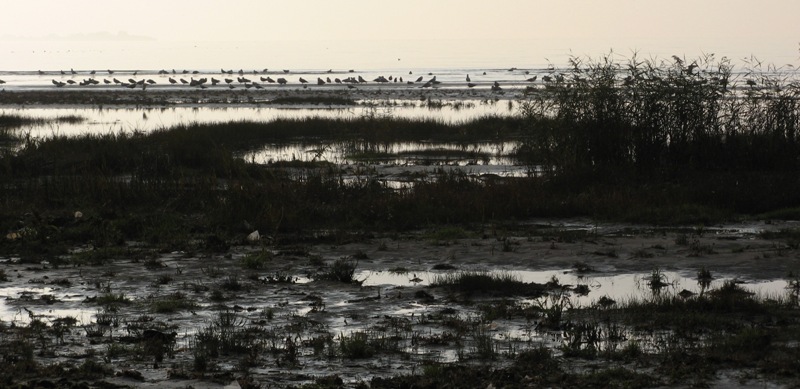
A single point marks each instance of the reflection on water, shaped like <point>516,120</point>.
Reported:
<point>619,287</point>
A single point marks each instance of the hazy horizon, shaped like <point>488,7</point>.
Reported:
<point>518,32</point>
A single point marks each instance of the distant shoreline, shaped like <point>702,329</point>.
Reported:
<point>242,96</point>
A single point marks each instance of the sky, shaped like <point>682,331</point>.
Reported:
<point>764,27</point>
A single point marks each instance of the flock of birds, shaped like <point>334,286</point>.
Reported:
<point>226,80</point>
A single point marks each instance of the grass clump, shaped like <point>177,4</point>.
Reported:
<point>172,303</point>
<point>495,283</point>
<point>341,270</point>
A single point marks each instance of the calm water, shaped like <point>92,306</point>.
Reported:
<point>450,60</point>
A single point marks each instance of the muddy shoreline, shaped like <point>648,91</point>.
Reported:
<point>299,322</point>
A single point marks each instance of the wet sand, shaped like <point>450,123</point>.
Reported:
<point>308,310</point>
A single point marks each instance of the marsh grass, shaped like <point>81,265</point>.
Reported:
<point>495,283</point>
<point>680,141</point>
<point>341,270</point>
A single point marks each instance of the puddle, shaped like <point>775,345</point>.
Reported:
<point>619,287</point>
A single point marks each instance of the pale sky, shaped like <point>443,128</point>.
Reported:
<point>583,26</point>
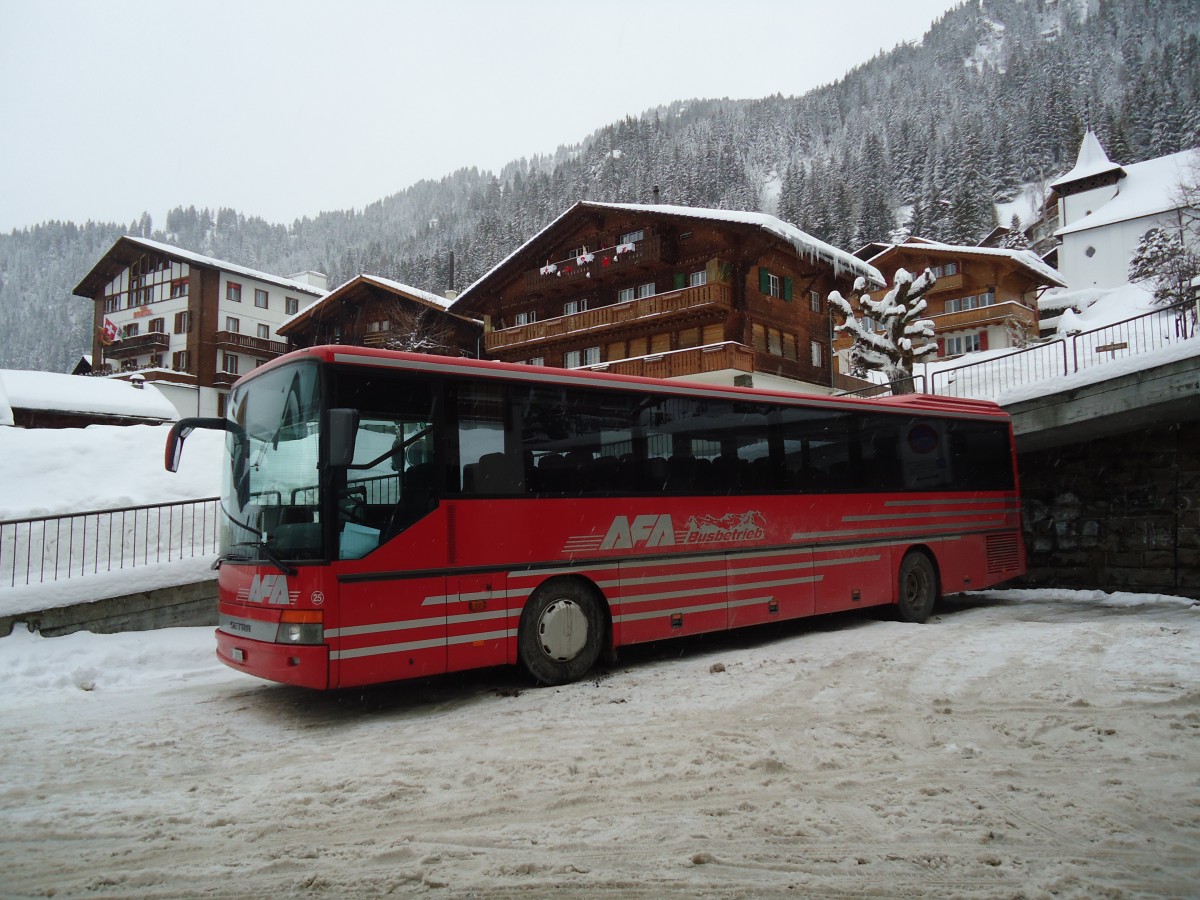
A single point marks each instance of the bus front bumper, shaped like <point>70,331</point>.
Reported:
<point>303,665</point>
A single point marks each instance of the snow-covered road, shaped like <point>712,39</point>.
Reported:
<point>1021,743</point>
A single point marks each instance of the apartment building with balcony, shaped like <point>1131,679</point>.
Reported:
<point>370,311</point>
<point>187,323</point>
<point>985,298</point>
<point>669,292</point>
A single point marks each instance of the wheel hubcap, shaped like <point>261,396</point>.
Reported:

__________

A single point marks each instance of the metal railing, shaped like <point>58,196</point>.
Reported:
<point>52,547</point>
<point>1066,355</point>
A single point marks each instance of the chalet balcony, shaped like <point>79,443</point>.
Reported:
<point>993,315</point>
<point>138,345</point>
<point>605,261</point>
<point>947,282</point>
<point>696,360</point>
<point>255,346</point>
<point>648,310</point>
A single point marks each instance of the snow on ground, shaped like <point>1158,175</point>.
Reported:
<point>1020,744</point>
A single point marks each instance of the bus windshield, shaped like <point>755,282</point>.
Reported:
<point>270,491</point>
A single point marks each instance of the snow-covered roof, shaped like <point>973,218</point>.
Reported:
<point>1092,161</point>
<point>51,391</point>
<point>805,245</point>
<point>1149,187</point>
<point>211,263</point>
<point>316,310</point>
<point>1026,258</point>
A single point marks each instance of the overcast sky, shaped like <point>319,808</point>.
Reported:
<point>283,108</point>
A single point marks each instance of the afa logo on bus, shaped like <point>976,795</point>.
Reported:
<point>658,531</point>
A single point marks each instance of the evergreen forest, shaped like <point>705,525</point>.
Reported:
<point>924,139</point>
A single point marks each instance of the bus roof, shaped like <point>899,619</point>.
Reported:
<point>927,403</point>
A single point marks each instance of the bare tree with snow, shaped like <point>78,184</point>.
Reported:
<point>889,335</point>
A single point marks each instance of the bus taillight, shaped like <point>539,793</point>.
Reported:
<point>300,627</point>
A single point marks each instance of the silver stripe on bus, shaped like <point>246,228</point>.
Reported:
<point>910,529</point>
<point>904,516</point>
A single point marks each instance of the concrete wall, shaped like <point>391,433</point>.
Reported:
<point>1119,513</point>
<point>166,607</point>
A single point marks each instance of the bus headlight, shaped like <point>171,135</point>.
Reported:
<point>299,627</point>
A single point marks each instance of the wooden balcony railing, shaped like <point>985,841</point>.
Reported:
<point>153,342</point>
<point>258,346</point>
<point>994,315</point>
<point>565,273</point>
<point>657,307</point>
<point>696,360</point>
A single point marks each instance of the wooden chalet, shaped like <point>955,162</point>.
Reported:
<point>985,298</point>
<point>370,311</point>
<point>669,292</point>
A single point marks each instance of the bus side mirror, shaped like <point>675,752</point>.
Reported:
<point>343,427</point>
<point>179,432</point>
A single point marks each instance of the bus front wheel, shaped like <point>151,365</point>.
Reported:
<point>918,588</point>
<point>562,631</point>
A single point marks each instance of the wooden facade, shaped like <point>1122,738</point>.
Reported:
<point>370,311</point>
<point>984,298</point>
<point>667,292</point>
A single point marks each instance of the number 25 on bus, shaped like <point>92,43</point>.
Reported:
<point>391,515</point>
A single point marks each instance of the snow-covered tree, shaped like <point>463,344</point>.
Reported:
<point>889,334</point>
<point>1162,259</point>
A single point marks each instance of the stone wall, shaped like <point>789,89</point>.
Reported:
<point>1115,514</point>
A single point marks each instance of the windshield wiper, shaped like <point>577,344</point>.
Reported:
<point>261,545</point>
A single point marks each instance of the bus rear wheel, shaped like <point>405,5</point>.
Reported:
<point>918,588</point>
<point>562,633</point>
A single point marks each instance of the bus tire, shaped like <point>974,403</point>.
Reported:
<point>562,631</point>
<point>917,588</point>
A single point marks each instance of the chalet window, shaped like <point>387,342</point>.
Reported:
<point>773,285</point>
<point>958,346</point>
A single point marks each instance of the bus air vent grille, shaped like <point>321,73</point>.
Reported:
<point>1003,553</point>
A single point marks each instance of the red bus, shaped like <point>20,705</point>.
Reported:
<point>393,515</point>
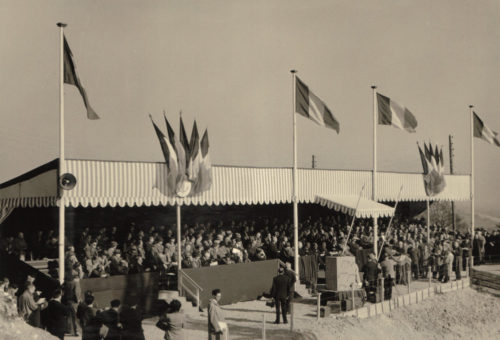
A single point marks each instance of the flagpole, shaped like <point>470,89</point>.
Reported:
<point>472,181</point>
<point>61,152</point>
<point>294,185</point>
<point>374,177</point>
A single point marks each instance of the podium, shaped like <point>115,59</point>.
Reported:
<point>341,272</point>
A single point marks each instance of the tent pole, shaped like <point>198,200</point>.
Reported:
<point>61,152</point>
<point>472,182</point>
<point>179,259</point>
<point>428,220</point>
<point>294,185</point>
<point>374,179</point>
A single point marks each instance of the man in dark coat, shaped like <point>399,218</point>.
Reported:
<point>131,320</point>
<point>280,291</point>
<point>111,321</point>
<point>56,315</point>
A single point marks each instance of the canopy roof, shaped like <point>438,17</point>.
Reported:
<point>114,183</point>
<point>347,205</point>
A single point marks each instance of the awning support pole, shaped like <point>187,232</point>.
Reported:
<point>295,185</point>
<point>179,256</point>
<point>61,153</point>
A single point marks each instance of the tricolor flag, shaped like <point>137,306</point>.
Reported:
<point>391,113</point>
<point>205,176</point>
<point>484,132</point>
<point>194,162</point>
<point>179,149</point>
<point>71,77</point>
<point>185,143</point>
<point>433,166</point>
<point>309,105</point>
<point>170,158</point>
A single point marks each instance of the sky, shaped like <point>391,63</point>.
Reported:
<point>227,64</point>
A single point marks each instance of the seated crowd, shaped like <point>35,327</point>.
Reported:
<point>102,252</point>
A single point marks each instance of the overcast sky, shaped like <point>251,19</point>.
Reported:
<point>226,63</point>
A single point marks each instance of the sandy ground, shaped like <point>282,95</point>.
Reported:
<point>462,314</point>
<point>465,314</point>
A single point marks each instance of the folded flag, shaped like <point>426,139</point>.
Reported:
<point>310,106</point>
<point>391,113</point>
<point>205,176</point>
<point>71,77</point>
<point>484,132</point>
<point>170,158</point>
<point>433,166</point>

__________

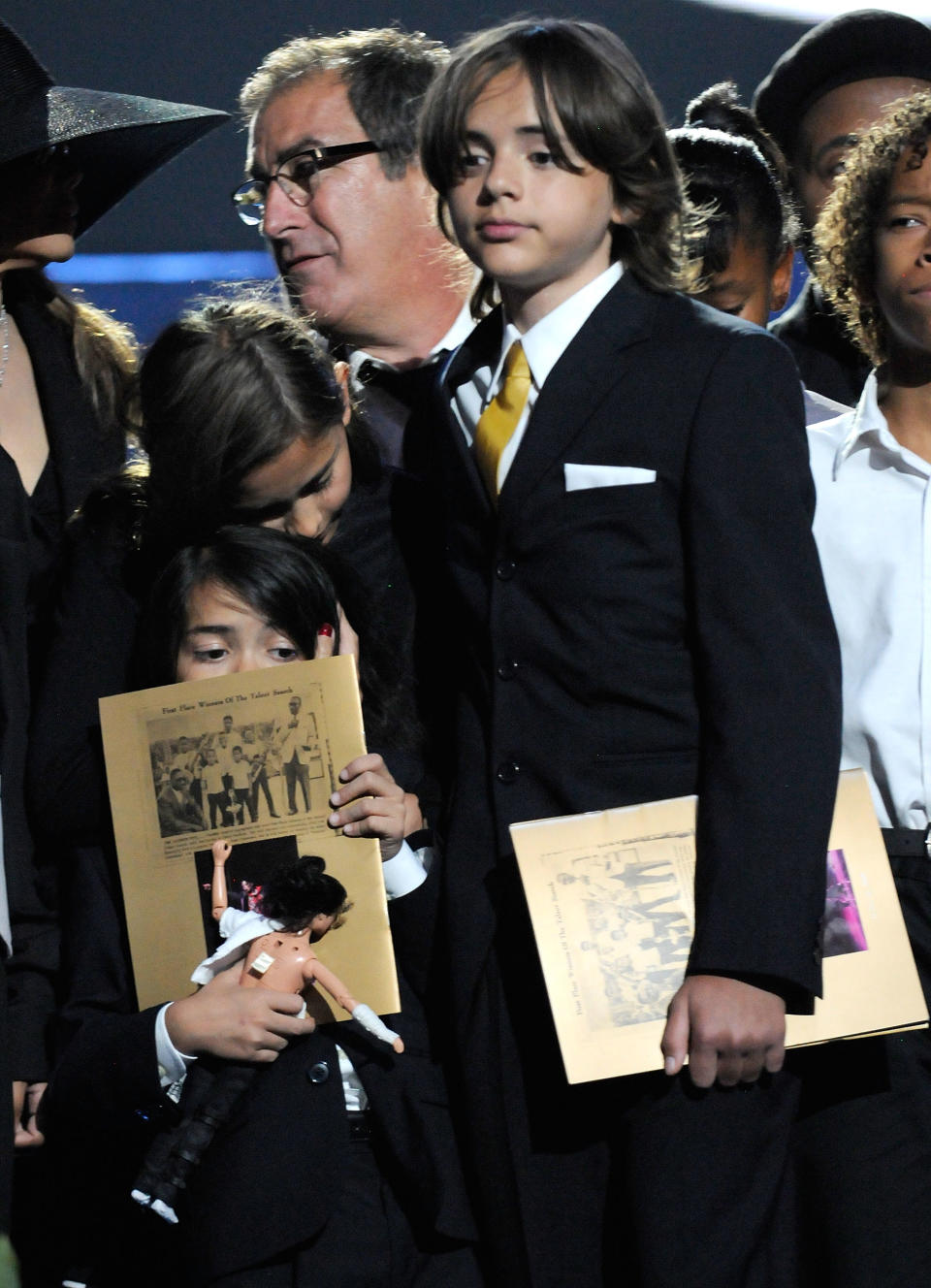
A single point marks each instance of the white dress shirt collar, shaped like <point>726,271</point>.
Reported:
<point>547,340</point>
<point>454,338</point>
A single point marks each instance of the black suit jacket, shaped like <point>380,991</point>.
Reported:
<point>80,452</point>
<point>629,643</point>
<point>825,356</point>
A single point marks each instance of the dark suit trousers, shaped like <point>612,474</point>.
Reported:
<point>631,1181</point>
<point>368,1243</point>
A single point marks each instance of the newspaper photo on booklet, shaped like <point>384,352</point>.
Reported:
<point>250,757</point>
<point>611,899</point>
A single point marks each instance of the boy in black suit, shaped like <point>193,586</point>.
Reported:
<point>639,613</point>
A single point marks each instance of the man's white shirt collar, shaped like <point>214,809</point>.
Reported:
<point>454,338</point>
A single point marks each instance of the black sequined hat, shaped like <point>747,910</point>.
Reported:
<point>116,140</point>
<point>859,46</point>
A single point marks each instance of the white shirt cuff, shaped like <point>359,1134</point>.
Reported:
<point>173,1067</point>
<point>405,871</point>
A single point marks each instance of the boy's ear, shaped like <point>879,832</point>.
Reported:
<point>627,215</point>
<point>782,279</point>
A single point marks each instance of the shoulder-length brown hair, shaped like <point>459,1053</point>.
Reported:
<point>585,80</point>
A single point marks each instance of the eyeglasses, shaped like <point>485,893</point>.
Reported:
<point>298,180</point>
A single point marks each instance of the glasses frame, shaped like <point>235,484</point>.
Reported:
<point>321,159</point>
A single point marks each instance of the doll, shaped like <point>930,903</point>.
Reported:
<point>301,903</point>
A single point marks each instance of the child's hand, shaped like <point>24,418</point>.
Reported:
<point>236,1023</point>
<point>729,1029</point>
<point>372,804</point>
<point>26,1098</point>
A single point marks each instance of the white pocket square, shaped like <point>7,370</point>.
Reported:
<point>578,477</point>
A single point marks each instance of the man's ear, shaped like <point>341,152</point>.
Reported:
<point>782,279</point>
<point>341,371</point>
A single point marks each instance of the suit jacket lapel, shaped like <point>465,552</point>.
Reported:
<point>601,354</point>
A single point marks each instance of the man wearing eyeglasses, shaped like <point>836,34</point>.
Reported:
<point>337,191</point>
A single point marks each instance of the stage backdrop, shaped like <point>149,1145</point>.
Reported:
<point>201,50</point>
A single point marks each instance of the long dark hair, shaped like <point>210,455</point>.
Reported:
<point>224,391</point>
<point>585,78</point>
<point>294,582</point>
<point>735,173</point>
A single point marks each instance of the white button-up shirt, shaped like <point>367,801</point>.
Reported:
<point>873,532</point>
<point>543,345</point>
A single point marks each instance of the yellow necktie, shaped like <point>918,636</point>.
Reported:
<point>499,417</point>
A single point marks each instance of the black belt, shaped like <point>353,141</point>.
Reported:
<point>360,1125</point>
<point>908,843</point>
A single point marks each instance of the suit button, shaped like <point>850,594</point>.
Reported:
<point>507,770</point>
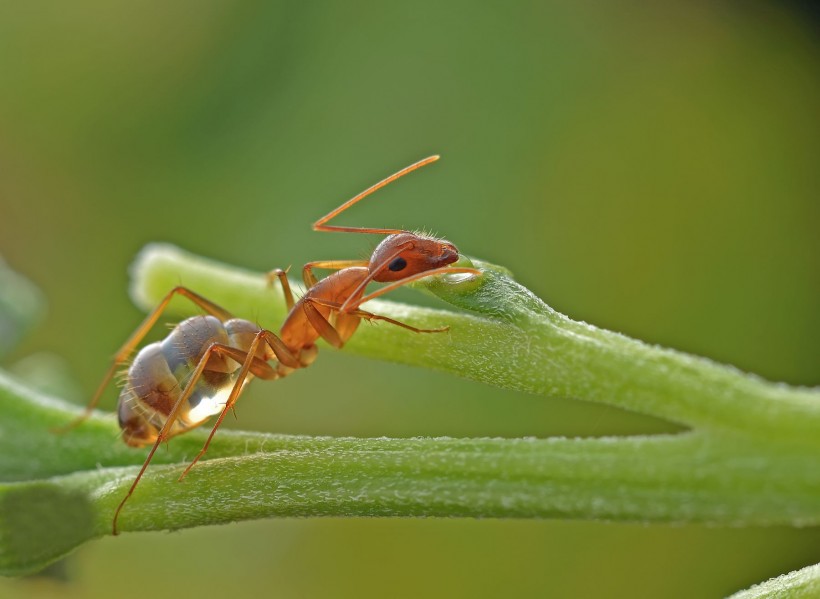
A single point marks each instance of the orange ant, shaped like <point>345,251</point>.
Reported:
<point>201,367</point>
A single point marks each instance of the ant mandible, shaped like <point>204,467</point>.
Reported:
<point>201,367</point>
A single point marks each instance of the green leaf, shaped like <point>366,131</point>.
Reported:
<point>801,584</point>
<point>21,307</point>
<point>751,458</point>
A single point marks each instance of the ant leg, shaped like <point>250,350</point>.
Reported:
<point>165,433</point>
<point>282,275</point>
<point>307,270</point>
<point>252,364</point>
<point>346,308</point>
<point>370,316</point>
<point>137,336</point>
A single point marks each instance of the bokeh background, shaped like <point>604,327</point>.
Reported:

__________

[TASK INSTRUCTIONS]
Write down exactly the span of lines above from the one containing "A single point marks each instance of the black suit" to the one containing "A single point marks each instance of the black sequined", both ends included.

[EXERCISE OUTPUT]
A single point marks each instance of the black suit jacket, shaped like <point>380,991</point>.
Reported:
<point>80,452</point>
<point>629,643</point>
<point>825,356</point>
A single point marks each instance of the dark suit trousers, shaped like <point>612,474</point>.
Reported:
<point>631,1181</point>
<point>368,1243</point>
A single point marks each instance of the newspaper photo on booklet, shaped like <point>384,352</point>.
Reported:
<point>250,757</point>
<point>611,899</point>
A single point marks each instance of the boy in black suit, shaped like <point>193,586</point>.
Reported:
<point>639,613</point>
A single point marks each instance of the man's white shirt collar, shaped like <point>214,809</point>.
Reported:
<point>454,338</point>
A single point marks each instance of the black sequined hat, shaped like <point>747,910</point>.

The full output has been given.